[Dataset excerpt]
========
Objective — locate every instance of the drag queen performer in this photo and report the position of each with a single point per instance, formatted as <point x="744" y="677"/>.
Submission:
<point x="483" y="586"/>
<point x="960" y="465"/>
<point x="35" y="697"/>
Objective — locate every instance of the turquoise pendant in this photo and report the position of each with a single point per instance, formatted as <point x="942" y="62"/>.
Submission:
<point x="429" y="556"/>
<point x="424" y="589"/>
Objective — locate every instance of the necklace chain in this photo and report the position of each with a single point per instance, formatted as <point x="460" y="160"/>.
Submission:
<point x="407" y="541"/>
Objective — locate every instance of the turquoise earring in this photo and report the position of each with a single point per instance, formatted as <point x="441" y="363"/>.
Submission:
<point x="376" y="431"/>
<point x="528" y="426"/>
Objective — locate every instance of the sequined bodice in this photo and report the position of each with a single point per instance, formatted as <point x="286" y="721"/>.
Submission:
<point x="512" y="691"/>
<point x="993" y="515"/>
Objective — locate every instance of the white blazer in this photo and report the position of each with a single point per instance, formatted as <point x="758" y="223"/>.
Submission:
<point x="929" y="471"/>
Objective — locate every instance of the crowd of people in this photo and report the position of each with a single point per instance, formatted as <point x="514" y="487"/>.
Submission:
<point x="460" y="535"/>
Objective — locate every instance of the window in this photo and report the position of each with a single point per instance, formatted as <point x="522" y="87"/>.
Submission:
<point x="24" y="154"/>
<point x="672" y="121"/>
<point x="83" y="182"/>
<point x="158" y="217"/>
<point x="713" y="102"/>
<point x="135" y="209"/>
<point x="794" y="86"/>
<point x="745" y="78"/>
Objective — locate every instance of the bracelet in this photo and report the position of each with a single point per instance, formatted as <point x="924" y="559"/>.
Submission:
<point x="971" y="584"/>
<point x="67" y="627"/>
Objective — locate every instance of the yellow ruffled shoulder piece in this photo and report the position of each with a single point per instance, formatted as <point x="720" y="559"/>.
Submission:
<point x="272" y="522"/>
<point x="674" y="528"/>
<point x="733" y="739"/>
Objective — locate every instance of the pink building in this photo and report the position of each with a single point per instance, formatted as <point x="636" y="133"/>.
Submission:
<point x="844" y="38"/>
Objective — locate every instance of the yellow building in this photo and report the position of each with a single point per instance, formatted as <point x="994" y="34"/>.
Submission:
========
The problem ->
Everything from the line containing "Objective — locate every instance of the pink" to the last line of the entries above should be quoted exactly, and only that.

Result of this task ->
Objective — locate every instance of the pink building in this photo and report the position of each with a single point per instance, formatted as <point x="636" y="133"/>.
Submission:
<point x="844" y="38"/>
Objective — locate every instance of the yellow building in this photo and report the position of each with a single point per instance, formatted as <point x="994" y="34"/>.
Submission:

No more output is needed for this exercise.